→ **Document text**:
|---|

Isles among top in rate of insured kids
Hawaii's uninsured rate is the second lowest at 6.4 percent
WASHINGTON » Hawaii is tied with two other states with the lowest rate of uninsured children.
Vermont had the lowest rate of 5.6 percent. Michigan, Hawaii and New Hampshire were next at 6.4 percent. The national rate is 11.6 percent.
In a report released last week, the advocacy group Families USA, which promotes universal health coverage, said about two-thirds of the families who aren't insured would qualify for government-sponsored coverage for their children if parents would apply.
"The reason these children are not participating is that, No. 1, many don't know about it, and No. 2, the enrollment process is cumbersome," Pollack said.
Most of the 9 million uninsured children in the United States live in homes where at least one parent works full time. In more than one-quarter of the cases, there are two working parents.
Families USA says that finding goes against the stereotype that many people have of the uninsured.
"I think they believe these are low-income people who don't work, who are very different from themselves," said the group's executive director, Ron Pollack. "These are people who work, who are doing the right thing."
Mark McClellan, who oversees federally subsidized health insurance programs at the Centers for Medicare and Medicaid Services, said the Bush administration knows that outreach can be improved. He testified recently that President Bush wants to spend $100 million annually to help states, schools and faith-based groups improve enrollment rates.

|---|

→ **Data section**:
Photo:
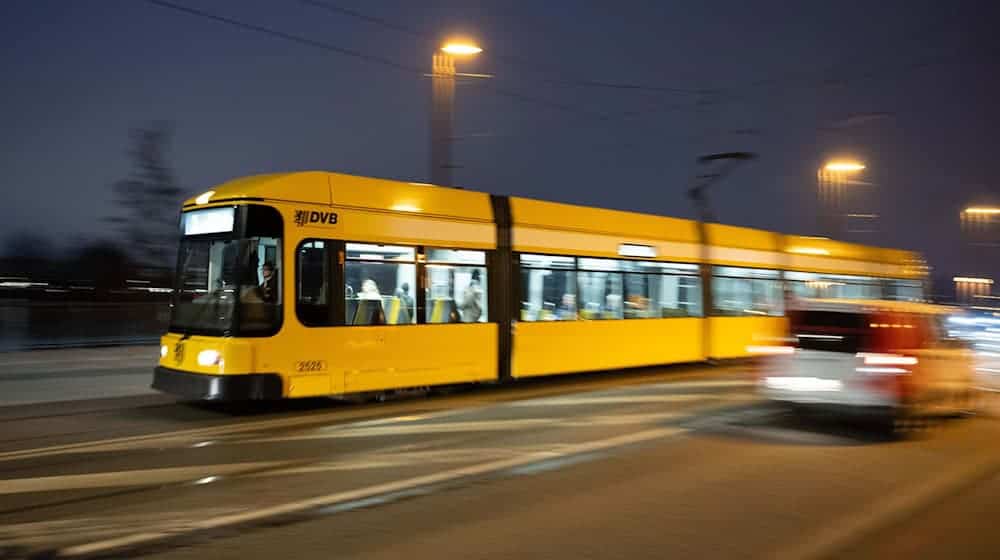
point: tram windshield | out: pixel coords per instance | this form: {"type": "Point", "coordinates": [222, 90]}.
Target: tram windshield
{"type": "Point", "coordinates": [228, 280]}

|---|

→ **Task 1**:
Decide whether each statement below agrees with the article on uninsured children, answering yes or no and quoting the words of the article that settle it: (a) Vermont had the lowest rate of uninsured children. (b) The national rate of uninsured children is 6.4 percent. (c) In more than one-quarter of the cases, both parents work.
→ **Task 2**:
According to the article on uninsured children, how much does President Bush want to spend each year to improve enrollment rates?
→ **Task 3**:
Extend the article on uninsured children, beginning after its final sentence.

→ **Expected output 1**:
(a) Yes: "Vermont had the lowest rate of 5.6 percent."
(b) No: "The national rate is 11.6 percent."
(c) Yes: "In more than one-quarter of the cases, there are two working parents."

→ **Expected output 2**:
He wants to spend $100 million annually to help states, schools and faith-based groups improve enrollment rates.

→ **Expected output 3**:
Overall, 88.3 percent of uninsured children age 18 and under live in households with a working parent. About 70 percent live in households were a parent works full time, year-round, according to the report, which is based on Census data.
If a worker has access to employer-sponsored coverage, he will pay about $226 a month for family coverage. But many have jobs that do not offer health coverage.
The government has two programs that provide health insurance for children:
» Medicaid primarily covers children living in poverty.
» The State Children's Health Insurance Program covers children who live just above the poverty level. That level is typically between 100 percent and 200 percent of poverty. The poverty level for a family of four last year was $19,971.
The government spends about $4 billion annually on the latter program. Families USA says an additional $12 billion will be needed over the next five years to maintain current enrollment, now at about 6.1 million children.
Each state receives a block grant from Washington and determines who is eligible and how much families will pay. Last month, a bipartisan group of a dozen governors told Bush that 18 states could face shortfalls in this budget year.
"Congress must address the short-term funding shortfall or states will be forced to drop children from their program or move SCHIP eligible children into already stretched-thin Medicaid programs," the state leaders said.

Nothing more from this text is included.